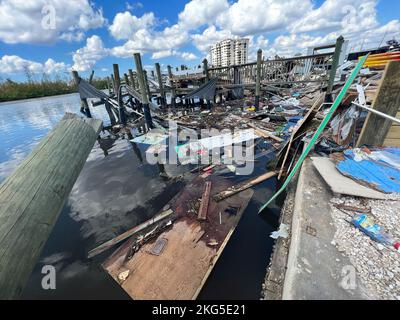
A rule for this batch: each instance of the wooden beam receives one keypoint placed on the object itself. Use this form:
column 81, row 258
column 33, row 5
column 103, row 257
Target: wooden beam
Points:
column 387, row 100
column 205, row 200
column 32, row 197
column 110, row 243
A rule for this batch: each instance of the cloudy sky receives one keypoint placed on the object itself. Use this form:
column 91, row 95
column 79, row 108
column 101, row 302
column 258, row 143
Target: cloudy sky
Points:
column 53, row 36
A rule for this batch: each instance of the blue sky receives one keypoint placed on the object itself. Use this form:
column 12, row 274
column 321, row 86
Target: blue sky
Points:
column 96, row 34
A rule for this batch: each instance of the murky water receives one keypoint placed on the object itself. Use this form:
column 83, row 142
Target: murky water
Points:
column 112, row 194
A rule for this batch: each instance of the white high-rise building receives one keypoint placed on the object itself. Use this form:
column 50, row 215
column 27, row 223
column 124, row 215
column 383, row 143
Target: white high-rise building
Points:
column 229, row 52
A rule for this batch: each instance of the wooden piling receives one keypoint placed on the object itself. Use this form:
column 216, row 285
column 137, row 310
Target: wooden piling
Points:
column 258, row 80
column 173, row 93
column 84, row 104
column 32, row 197
column 160, row 84
column 335, row 63
column 387, row 100
column 117, row 79
column 132, row 78
column 142, row 86
column 146, row 81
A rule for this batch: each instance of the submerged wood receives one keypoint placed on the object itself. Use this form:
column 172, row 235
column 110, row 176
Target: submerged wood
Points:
column 204, row 201
column 243, row 186
column 32, row 197
column 107, row 245
column 192, row 247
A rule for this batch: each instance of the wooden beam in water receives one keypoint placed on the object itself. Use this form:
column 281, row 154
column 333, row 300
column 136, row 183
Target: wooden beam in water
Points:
column 32, row 197
column 202, row 215
column 109, row 244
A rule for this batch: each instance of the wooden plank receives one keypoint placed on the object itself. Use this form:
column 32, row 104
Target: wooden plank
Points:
column 394, row 133
column 392, row 143
column 32, row 197
column 387, row 100
column 202, row 215
column 110, row 243
column 182, row 268
column 264, row 133
column 243, row 186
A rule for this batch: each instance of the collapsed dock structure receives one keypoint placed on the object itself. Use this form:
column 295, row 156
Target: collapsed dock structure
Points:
column 280, row 111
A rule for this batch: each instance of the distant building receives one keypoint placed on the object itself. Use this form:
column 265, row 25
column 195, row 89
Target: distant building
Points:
column 229, row 52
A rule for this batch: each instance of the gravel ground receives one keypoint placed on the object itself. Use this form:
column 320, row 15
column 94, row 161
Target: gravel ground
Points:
column 378, row 266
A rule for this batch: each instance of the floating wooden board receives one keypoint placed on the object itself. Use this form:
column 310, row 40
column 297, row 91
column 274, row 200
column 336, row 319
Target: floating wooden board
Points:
column 191, row 251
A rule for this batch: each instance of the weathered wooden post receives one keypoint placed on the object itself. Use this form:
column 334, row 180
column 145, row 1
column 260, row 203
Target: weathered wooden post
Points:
column 32, row 197
column 109, row 86
column 132, row 78
column 113, row 84
column 207, row 78
column 387, row 100
column 117, row 79
column 335, row 62
column 142, row 86
column 146, row 81
column 160, row 84
column 91, row 77
column 84, row 104
column 258, row 80
column 126, row 79
column 171, row 82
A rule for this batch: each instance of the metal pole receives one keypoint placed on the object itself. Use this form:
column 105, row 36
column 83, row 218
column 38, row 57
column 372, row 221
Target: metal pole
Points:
column 142, row 86
column 258, row 80
column 384, row 115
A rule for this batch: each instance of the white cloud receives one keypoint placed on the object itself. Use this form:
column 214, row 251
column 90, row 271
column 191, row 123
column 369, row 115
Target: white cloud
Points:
column 256, row 16
column 187, row 56
column 86, row 57
column 21, row 21
column 125, row 24
column 209, row 36
column 199, row 12
column 11, row 64
column 352, row 15
column 147, row 40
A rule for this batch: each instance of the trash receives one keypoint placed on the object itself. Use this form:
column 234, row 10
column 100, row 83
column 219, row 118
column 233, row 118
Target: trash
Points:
column 367, row 225
column 212, row 243
column 232, row 210
column 281, row 233
column 159, row 246
column 151, row 137
column 123, row 275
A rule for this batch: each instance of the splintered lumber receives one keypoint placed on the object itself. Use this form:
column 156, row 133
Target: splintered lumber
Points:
column 264, row 133
column 107, row 245
column 204, row 202
column 243, row 186
column 32, row 197
column 318, row 132
column 387, row 101
column 191, row 250
column 317, row 104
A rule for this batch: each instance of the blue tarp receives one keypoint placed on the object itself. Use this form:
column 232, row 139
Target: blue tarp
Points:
column 379, row 169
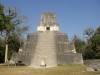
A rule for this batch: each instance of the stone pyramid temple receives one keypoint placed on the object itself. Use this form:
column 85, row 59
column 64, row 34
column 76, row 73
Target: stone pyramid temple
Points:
column 48, row 47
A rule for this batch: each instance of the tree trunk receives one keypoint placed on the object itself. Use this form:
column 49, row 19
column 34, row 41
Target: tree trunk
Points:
column 6, row 53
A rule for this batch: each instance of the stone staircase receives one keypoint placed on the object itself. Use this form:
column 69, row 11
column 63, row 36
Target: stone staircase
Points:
column 45, row 50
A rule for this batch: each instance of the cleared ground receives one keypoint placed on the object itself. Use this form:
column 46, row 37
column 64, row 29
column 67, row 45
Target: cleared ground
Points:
column 60, row 70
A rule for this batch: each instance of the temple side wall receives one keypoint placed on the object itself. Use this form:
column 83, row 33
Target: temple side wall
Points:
column 25, row 55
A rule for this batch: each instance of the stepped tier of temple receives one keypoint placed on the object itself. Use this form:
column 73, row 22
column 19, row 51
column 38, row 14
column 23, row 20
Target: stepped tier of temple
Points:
column 47, row 47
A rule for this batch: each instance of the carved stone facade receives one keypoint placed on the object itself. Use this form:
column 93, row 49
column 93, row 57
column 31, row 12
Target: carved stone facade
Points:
column 48, row 47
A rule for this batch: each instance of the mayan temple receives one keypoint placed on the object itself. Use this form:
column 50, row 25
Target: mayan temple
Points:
column 48, row 47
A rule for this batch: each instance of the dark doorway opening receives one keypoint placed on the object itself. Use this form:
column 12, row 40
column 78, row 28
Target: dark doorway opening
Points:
column 47, row 28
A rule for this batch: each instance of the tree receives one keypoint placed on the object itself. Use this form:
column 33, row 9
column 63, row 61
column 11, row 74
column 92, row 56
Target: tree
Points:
column 9, row 22
column 79, row 44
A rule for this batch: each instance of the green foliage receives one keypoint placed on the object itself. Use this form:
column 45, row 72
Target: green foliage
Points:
column 90, row 48
column 11, row 30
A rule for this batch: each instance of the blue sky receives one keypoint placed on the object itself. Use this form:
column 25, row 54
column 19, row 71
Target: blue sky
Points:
column 73, row 16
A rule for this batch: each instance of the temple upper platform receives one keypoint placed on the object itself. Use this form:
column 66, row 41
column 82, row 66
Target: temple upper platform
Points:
column 48, row 22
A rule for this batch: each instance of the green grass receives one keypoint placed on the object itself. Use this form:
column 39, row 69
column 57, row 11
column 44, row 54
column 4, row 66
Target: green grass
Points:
column 60, row 70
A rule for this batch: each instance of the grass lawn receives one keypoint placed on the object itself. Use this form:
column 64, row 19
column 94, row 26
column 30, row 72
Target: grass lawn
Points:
○ ○ ○ ○ ○
## WRITTEN REQUEST
Reproduce all of the material above with every "keypoint" swapped for "marker" and everything else unchanged. Omit the pictures.

## SOLVED EXERCISE
A rule for this batch: each instance of the wooden beam receives one marker placed on the object itself. Use this form:
column 81, row 258
column 33, row 5
column 103, row 257
Target: wooden beam
Points:
column 387, row 100
column 205, row 200
column 32, row 197
column 110, row 243
A rule for this batch: each instance of the cloudy sky receives one marker placed on the object itself. Use this form:
column 91, row 95
column 79, row 108
column 101, row 302
column 258, row 143
Target: cloudy sky
Points:
column 53, row 36
A rule for this batch: each instance of the blue sky receives one marker placed on the object itself. Use this form:
column 12, row 274
column 321, row 86
Target: blue sky
Points:
column 96, row 34
A rule for this batch: each instance of the murky water receives one marker placed on the object itself. Use this form:
column 83, row 142
Target: murky water
Points:
column 112, row 194
A rule for this batch: each instance of the white high-rise building receives one marker placed on the object itself. Use this form:
column 50, row 215
column 27, row 223
column 124, row 215
column 383, row 143
Target: white high-rise building
Points:
column 229, row 52
A rule for this batch: each instance of the wooden piling receives one marker placed on the object itself. Use this form:
column 216, row 285
column 137, row 310
Target: wooden piling
Points:
column 258, row 80
column 173, row 93
column 84, row 104
column 32, row 197
column 160, row 84
column 335, row 63
column 387, row 100
column 117, row 79
column 132, row 78
column 142, row 86
column 146, row 81
A rule for this batch: each instance of the submerged wood receives one marker placed on the object itself. Use this form:
column 172, row 235
column 110, row 176
Target: submerged wood
Points:
column 204, row 201
column 243, row 186
column 32, row 197
column 107, row 245
column 192, row 247
A rule for this batch: each instance of the wooden beam in water receives one marker placed on the object itself. Use this form:
column 281, row 154
column 333, row 300
column 136, row 183
Target: wooden beam in water
Points:
column 32, row 197
column 202, row 215
column 109, row 244
A rule for this batch: each instance of the wooden plank receives one marker placed on the object itself. Use this form:
column 32, row 104
Target: wooden plank
Points:
column 394, row 133
column 392, row 143
column 32, row 197
column 387, row 100
column 202, row 215
column 110, row 243
column 182, row 268
column 264, row 133
column 243, row 186
A rule for this batch: each instance of the collapsed dock structure receives one marker placed on the object itself. Use this form:
column 295, row 156
Target: collapsed dock structure
Points:
column 280, row 111
A rule for this batch: each instance of the distant building receives one marker placed on the object itself. Use this form:
column 265, row 25
column 195, row 89
Target: distant building
Points:
column 229, row 52
A rule for this batch: each instance of the gravel ground receives one marker placed on the object itself. Use this form:
column 320, row 15
column 94, row 161
Target: gravel ground
Points:
column 378, row 266
A rule for this batch: each instance of the floating wooden board receives one marker placed on the object itself. Use this form:
column 310, row 40
column 297, row 91
column 274, row 200
column 336, row 319
Target: floating wooden board
Points:
column 191, row 251
A rule for this batch: each instance of the weathered wooden post receives one marker placed on the object itself. Use this form:
column 334, row 180
column 145, row 1
column 260, row 203
Target: weathered wooden post
Points:
column 32, row 197
column 109, row 86
column 132, row 78
column 113, row 84
column 207, row 78
column 387, row 100
column 117, row 79
column 335, row 62
column 142, row 86
column 146, row 81
column 160, row 84
column 91, row 77
column 84, row 104
column 258, row 80
column 126, row 79
column 171, row 82
A rule for this batch: each instance of the metal pole receives one marker placed on the object itself. Use this form:
column 105, row 36
column 83, row 218
column 38, row 57
column 372, row 221
Target: metal pole
Points:
column 142, row 86
column 258, row 80
column 384, row 115
A rule for this batch: each instance of the white cloud receives one marker placed on the object itself. Use this form:
column 214, row 251
column 90, row 271
column 191, row 123
column 369, row 115
Target: white cloud
Points:
column 256, row 16
column 187, row 56
column 86, row 57
column 21, row 21
column 125, row 24
column 209, row 36
column 199, row 12
column 11, row 64
column 352, row 15
column 147, row 40
A rule for this batch: each instance of the trash receives one marker placed on the object itself. Use this form:
column 234, row 10
column 100, row 83
column 219, row 118
column 233, row 118
Target: trash
Points:
column 367, row 225
column 212, row 243
column 232, row 210
column 281, row 233
column 159, row 246
column 151, row 137
column 123, row 275
A rule for this batch: each instance of the splintered lumber receives one marker placed on the object itself. Use this form:
column 156, row 133
Target: splintered lumber
Points:
column 264, row 133
column 107, row 245
column 204, row 202
column 243, row 186
column 32, row 197
column 318, row 132
column 387, row 101
column 191, row 250
column 317, row 104
A rule for this batch: each instance of the blue tarp receives one marker placed on the object itself. Use this form:
column 232, row 139
Target: blue tarp
Points:
column 379, row 169
A rule for this batch: each instance of the stone pyramid temple receives one marker placed on the object itself. Use this form:
column 85, row 59
column 64, row 34
column 76, row 73
Target: stone pyramid temple
Points:
column 48, row 47
A rule for this batch: each instance of the tree trunk receives one marker placed on the object itself. Use this form:
column 49, row 19
column 34, row 41
Target: tree trunk
Points:
column 6, row 53
A rule for this batch: each instance of the stone staircase receives one marker placed on the object itself. Use this form:
column 69, row 11
column 63, row 36
Target: stone staircase
Points:
column 45, row 50
A rule for this batch: each instance of the cleared ground receives one marker placed on the object itself. Use this form:
column 46, row 37
column 64, row 29
column 67, row 45
Target: cleared ground
Points:
column 60, row 70
A rule for this batch: each instance of the temple side wall receives one marker placed on the object itself. Use this form:
column 83, row 33
Target: temple side wall
Points:
column 25, row 55
A rule for this batch: each instance of the stepped tier of temple receives one marker placed on the object itself. Use this form:
column 73, row 22
column 19, row 51
column 38, row 14
column 23, row 20
Target: stepped tier of temple
Points:
column 47, row 47
A rule for this batch: each instance of the carved stone facade receives one marker placed on the object itself. Use this form:
column 93, row 49
column 93, row 57
column 31, row 12
Target: carved stone facade
Points:
column 48, row 47
A rule for this batch: each instance of the mayan temple receives one marker placed on the object itself. Use this form:
column 50, row 25
Target: mayan temple
Points:
column 48, row 47
A rule for this batch: each instance of the dark doorway opening receives one marker placed on the object itself. Use this form:
column 12, row 40
column 78, row 28
Target: dark doorway opening
Points:
column 47, row 28
A rule for this batch: each instance of the tree receives one marker placed on the object itself. Use this form:
column 33, row 9
column 63, row 61
column 11, row 74
column 92, row 56
Target: tree
Points:
column 9, row 22
column 79, row 44
A rule for this batch: each instance of the green foliage receives one marker placed on the object itself. Use this form:
column 45, row 72
Target: green foliage
Points:
column 90, row 48
column 11, row 30
A rule for this batch: each instance of the blue sky receives one marker placed on the object itself. Use this form:
column 25, row 54
column 19, row 71
Target: blue sky
Points:
column 73, row 16
A rule for this batch: each instance of the temple upper platform receives one marker placed on the object itself. Use this form:
column 66, row 41
column 82, row 66
Target: temple upper platform
Points:
column 48, row 22
A rule for this batch: each instance of the green grass receives one marker placed on the object itself. Use this form:
column 39, row 69
column 57, row 11
column 44, row 54
column 4, row 66
Target: green grass
Points:
column 60, row 70
A rule for this batch: each instance of the grass lawn receives one marker placed on the object itself. Use this form:
column 64, row 19
column 94, row 26
column 30, row 72
Target: grass lawn
Points:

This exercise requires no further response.